**TEKS BACAAN:**
▼▼▼

”Kuda Troya”, Terjadilah Sudah...
Berkali-kali lonjakan kasus Covid-19 terjadi usai libur panjang. Nasi sudah berkali-kali menjadi bubur. Imbasnya sudah nyata di depan mata. Masyarakat benar-benar diharapkan tidak mengabaikan disiplin protokol kesehatan.
Masa liburan Natal 2020 dan Tahun 2021 baru saja berlalu. Merujuk pengalaman beberapa libur panjang sebelumnya yang kemudian diikuti lonjakan kasus Covid-19, ada kekhawatiran hal serupa terulang. Kekhawatiran itu benar terjadi. Kasus Covid-19 melonjak tinggi di tengah bergulirnya vaksinasi massal. ”Kuda Troya”, libur akhir tahun 2020, terjadilah sudah.
Tubuh manusia ibarat Kuda Troya, saat di mana tubuh yang ternyata atau tanpa disadari telah disusupi Covid-19, kemudian menjadi wahana virus menyebar dan menyerang kesehatan kerabat. Demikian pula sebaliknya.
Ketika terjadi pergerakan massal ke berbagai penjuru daerah dibarengi dengan pengabaian disiplin protokol kesehatan, virus korona baru turut bergerak dan menyebar. Virus di dalam ”Kuda Troya” menyebar tak terkendali, baik di daerah tujuan pergerakan maupun saat kembali dari daerah tujuan.
Jumlah kasus positif Covid-19, sejak pertama kali kasus tersebut diumumkan pada 2 Maret 2020 hingga 18 Januari 2021, sebanyak 917.015 orang. Dua hari sebelumnya, pertumbuhan kasus harian sempat mencatatkan rekor tertinggi, yaitu 14.224 kasus positif.
Kondisi saat ini, sebagian dari total 951 rumah sakit dengan 50.942 tempat tidur isolasi dan ICU yang menjadi rujukan Covid-19 menunjukkan tingkat keterisian (BOR) tempat tidur yang cukup tinggi. Terdapat 11 provinsi dengan BOR lebih dari ambang batas Organisasi Kesehatan Dunia (WHO) sebesar 60 persen, antara lain DKI Jakarta (83 persen), Banten (79 persen), DI Yogyakarta (78 persen), Jawa Barat (73 persen), dan Jawa Timur (69 persen).

▲▲▲

**DATA TERSEDIA:**
▼▼▼

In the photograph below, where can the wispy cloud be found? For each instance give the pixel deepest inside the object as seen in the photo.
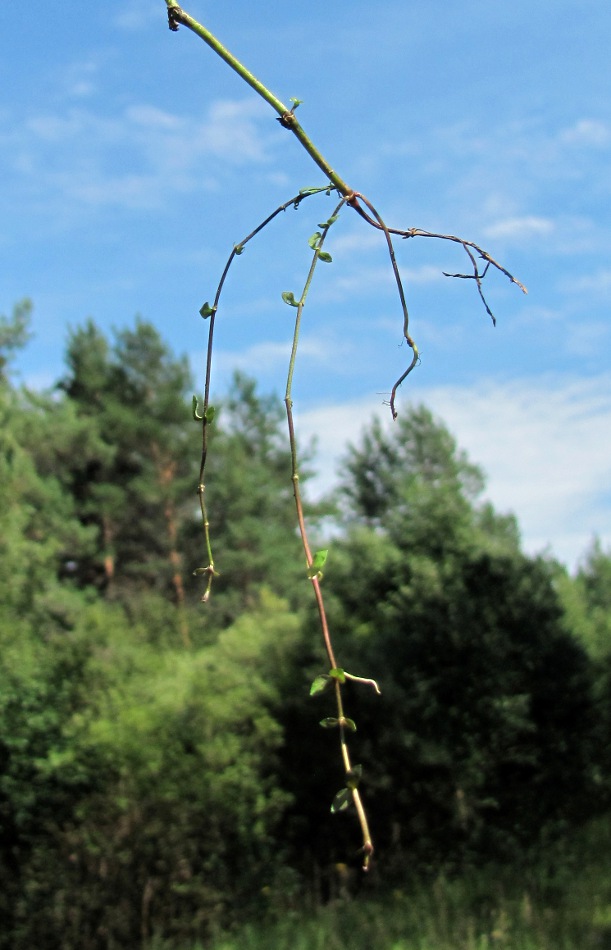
(135, 158)
(543, 444)
(521, 228)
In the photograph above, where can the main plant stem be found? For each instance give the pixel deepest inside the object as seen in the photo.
(367, 847)
(286, 116)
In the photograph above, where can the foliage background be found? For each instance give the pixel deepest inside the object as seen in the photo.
(162, 772)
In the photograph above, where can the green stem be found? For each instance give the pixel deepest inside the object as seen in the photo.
(286, 116)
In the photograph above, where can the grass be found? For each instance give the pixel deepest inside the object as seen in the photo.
(564, 905)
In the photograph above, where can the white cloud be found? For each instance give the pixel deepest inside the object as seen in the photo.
(587, 132)
(543, 444)
(522, 228)
(77, 156)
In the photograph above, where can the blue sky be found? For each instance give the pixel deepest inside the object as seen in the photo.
(132, 160)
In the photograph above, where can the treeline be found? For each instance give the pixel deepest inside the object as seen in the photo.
(162, 771)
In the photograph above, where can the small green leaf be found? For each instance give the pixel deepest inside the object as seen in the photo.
(314, 191)
(289, 297)
(329, 723)
(318, 562)
(196, 414)
(329, 221)
(341, 801)
(319, 684)
(353, 777)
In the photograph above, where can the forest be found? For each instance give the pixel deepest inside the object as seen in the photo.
(164, 778)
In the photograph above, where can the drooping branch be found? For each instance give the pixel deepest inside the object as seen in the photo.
(356, 200)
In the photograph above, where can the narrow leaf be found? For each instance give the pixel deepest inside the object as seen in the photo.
(289, 297)
(320, 683)
(341, 801)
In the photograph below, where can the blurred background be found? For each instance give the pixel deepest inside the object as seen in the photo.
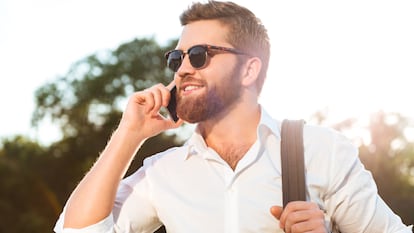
(68, 66)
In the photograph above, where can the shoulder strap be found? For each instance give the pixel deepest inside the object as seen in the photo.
(293, 168)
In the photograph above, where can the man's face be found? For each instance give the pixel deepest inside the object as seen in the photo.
(207, 93)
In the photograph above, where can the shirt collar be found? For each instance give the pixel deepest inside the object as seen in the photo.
(267, 125)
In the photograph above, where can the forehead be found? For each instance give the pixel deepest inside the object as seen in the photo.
(203, 32)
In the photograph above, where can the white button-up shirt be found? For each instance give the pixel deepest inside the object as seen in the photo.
(192, 189)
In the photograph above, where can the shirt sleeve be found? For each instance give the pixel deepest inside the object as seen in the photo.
(104, 226)
(133, 210)
(352, 199)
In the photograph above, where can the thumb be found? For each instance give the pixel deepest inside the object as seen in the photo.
(276, 211)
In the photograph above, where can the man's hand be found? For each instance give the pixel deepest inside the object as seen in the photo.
(142, 111)
(300, 216)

▲▲▲

**DESKRIPSI LATIHAN:**
Sebutkan setiap provinsi yang dicantumkan bersama persentase BOR-nya dalam teks bacaan, lengkap dengan angka persentasenya. Data tersebut tidak berkaitan dengan teks bacaan.

**HASIL TUGAS:**
- DKI Jakarta: 83 persen
- Banten: 79 persen
- DI Yogyakarta: 78 persen
- Jawa Barat: 73 persen
- Jawa Timur: 69 persen